To be done — Transcribe every line exactly. Leave the pictures behind.

Dataset rows on where objects appear —
[start]

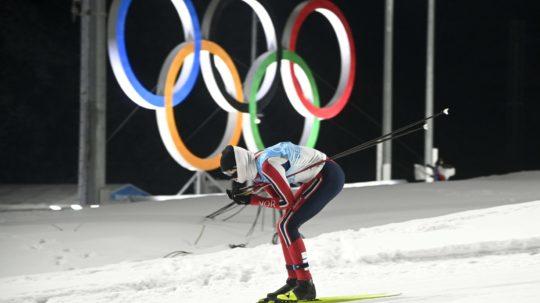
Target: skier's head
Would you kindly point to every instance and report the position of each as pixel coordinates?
(238, 164)
(228, 162)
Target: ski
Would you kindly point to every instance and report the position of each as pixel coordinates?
(338, 299)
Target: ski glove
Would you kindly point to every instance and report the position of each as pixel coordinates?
(238, 198)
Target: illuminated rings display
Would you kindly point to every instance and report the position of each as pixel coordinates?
(180, 70)
(348, 60)
(253, 80)
(120, 61)
(165, 116)
(269, 85)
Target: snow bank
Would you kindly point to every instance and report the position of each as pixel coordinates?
(240, 275)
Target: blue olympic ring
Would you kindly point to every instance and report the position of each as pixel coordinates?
(158, 100)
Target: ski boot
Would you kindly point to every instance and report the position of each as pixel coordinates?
(304, 290)
(271, 297)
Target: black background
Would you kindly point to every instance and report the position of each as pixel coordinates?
(487, 69)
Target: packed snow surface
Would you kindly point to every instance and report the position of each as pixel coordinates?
(489, 255)
(438, 251)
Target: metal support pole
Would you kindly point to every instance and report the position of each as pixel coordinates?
(428, 136)
(92, 132)
(384, 150)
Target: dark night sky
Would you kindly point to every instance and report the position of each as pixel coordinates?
(487, 71)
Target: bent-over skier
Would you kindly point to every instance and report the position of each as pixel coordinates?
(273, 171)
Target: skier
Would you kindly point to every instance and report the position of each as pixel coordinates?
(273, 171)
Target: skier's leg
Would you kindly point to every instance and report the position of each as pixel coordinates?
(314, 200)
(288, 261)
(291, 280)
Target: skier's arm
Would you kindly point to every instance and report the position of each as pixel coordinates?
(275, 173)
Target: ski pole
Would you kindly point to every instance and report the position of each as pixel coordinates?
(400, 132)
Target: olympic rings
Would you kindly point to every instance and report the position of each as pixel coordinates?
(165, 116)
(348, 61)
(242, 102)
(269, 86)
(251, 129)
(120, 61)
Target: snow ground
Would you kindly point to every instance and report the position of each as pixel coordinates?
(442, 251)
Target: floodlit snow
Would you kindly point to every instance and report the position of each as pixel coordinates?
(416, 239)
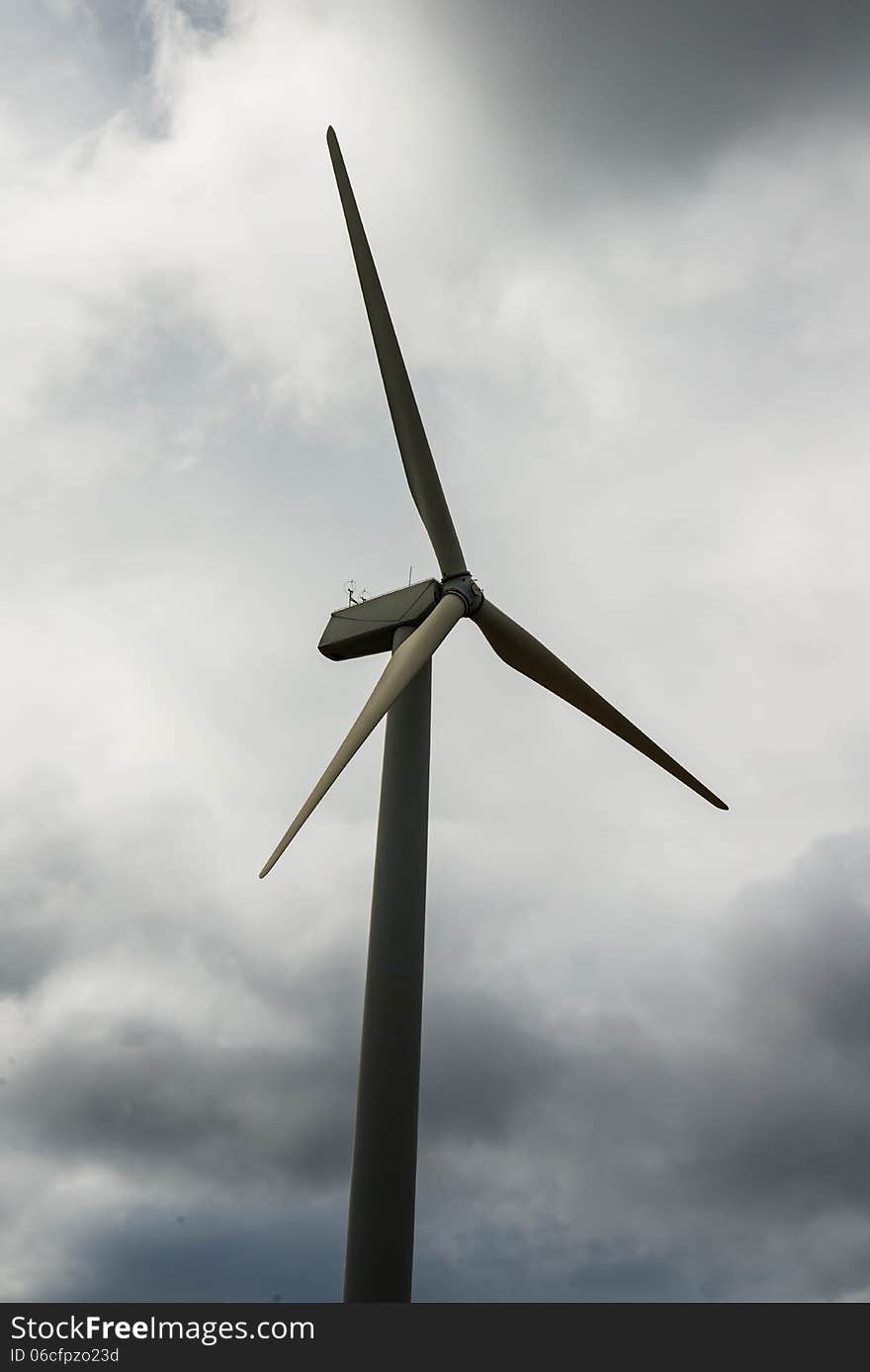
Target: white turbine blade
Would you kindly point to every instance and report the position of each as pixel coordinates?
(526, 654)
(417, 460)
(402, 667)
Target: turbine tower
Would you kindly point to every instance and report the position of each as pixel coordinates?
(412, 623)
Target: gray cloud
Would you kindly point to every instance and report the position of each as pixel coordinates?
(651, 423)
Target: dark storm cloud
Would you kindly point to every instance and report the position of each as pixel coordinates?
(724, 1162)
(651, 88)
(221, 1251)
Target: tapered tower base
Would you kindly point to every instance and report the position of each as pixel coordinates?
(381, 1226)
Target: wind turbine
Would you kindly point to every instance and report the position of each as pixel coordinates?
(412, 622)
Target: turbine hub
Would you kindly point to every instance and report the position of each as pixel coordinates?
(467, 589)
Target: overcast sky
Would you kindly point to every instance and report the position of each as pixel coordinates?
(626, 254)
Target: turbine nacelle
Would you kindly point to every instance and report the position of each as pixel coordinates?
(432, 608)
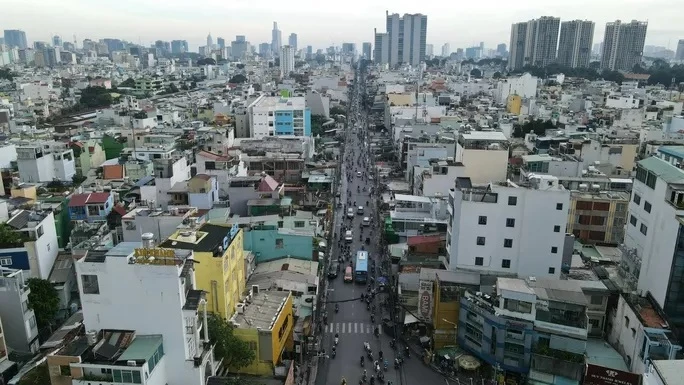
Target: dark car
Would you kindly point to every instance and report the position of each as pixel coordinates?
(333, 270)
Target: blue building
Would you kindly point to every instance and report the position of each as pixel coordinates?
(280, 116)
(90, 207)
(269, 243)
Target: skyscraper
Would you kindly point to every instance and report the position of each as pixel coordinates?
(292, 41)
(276, 41)
(382, 48)
(534, 42)
(407, 38)
(286, 60)
(623, 45)
(679, 55)
(575, 43)
(367, 51)
(15, 38)
(446, 50)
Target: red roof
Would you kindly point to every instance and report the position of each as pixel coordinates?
(79, 200)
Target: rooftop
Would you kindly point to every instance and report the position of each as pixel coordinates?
(263, 310)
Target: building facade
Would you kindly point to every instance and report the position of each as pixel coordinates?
(623, 45)
(574, 47)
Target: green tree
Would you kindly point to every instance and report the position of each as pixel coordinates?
(130, 82)
(43, 299)
(239, 78)
(234, 352)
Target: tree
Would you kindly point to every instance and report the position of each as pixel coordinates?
(234, 352)
(43, 299)
(239, 78)
(127, 83)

[end]

Task result —
Target: skier's head
Would you kindly point to every instance and report the position of each as pixel coordinates?
(238, 164)
(228, 162)
Target: ski
Would you kindly point to every instance and report the position of each as pixel coordinates?
(338, 299)
Target: ski glove
Would you kindly point to every instance and report the position of each as pixel coordinates?
(238, 198)
Target: illuminated rings display
Would you kindly point to every instance and report the position of each as pixel coordinates?
(180, 70)
(348, 60)
(253, 80)
(120, 61)
(165, 116)
(269, 85)
Target: snow bank
Would you kindly point to every instance and report the position of each as pixel coordinates?
(240, 275)
Target: blue olympic ring
Would you kindly point to every instance and report the position of each as pixel coordinates?
(158, 100)
Target: ski boot
Would you kindly point to every instance and report the position of each as pixel coordinates?
(304, 290)
(271, 297)
Target: black background
Would you kindly point to every instance and report the position of each as pixel coordinates?
(487, 69)
Target: packed snow surface
Would you kindly point to every instance and report the position of each as pixel coordinates?
(489, 255)
(438, 251)
Target: metal support pole
Would you kindly point to every instance and report the position of each as pixel coordinates?
(428, 136)
(92, 132)
(384, 150)
Target: dark night sky
Would you kindly point to every instance and report the position of each as pixel coordinates?
(487, 71)
Target: bent-over skier
Would you kindly point to every instance and report the position of each as pixel coordinates?
(273, 171)
Target: skier
Would you kindly point to every instance and report the position of each as pixel coordinates?
(273, 171)
Target: skier's leg
Would you kindly point to every instance and report the position of each as pixel coordinates?
(314, 200)
(288, 261)
(291, 280)
Target: skier's arm
Would you kindly point to every instance and report the position of each as pixel coordinates?
(275, 173)
Target: ski pole
Would you kindly point to every instance and report the position of each as pixel coordinates?
(400, 132)
Target: olympic rings
Would you kindly point to every instance and report the position of each as pixel coordinates?
(165, 116)
(348, 61)
(242, 102)
(269, 86)
(251, 129)
(120, 61)
Target: snow ground
Would you kindly point to every instance and report the position of each as pixel coordinates?
(442, 251)
Target: floodlit snow
Would you kindly point to every instance and report the position of each as pixel coordinates?
(416, 239)
Target: white turbine blade
Would you kindly point to every instance and report the position of each as pixel coordinates?
(526, 654)
(417, 460)
(402, 667)
Target: turbine tower
Would you kindly point to every instance and report the position of each as pixel coordinates?
(412, 623)
Target: gray cloud
Would you kindly point to every instance and report the position of each as pixel coordinates?
(651, 423)
Target: dark storm cloud
Would you kindly point to every instance and report the position of each as pixel coordinates?
(724, 1162)
(651, 88)
(221, 1251)
Target: tapered tower base
Would you kindly point to every instance and report the position of each as pixel coordinates?
(381, 1226)
Target: wind turbine
Would you kindly point to every instance and report the position of each as pixel coordinates?
(412, 622)
Target: turbine hub
Would you kindly point to every instance and report the position of each as pixel coordinates?
(467, 589)
Target: overcast sky
Would you kindly point to every instance and report the position of each as pixel coordinates?
(626, 254)
Target: turbine nacelle
Would you kindly point to every instance and report the position of each as pixel coordinates?
(432, 608)
Target: dark car
Would you kindly point to every instance and report the position of each as pixel coordinates?
(333, 270)
Target: blue building
Would you kindly point to every instance and report the position of each as pixel coordinates?
(280, 116)
(90, 207)
(269, 243)
Target: skyscraper
Would you kindly point to every instance and report the position of each as pixel coordinates?
(292, 41)
(276, 41)
(382, 48)
(534, 42)
(407, 38)
(286, 60)
(623, 45)
(679, 55)
(575, 43)
(367, 51)
(15, 38)
(446, 50)
Target: red roof
Would you kindly point to every instance and report the position of each as pixel coordinates?
(79, 200)
Target: rooftop
Would you kindly point to every instance and report the position of each as pixel coordinates?
(263, 310)
Target: building facade
Would you kindly point to every instance and report the position of each as pixel coordinates?
(623, 45)
(574, 47)
Target: green tree
Would you kindly point to every instance and report the position of each as pixel coordinates?
(130, 82)
(43, 299)
(239, 78)
(234, 352)
Target: tree
Would you kindly point to every instance and report the position of each as pixel coordinates?
(234, 352)
(43, 299)
(239, 78)
(127, 83)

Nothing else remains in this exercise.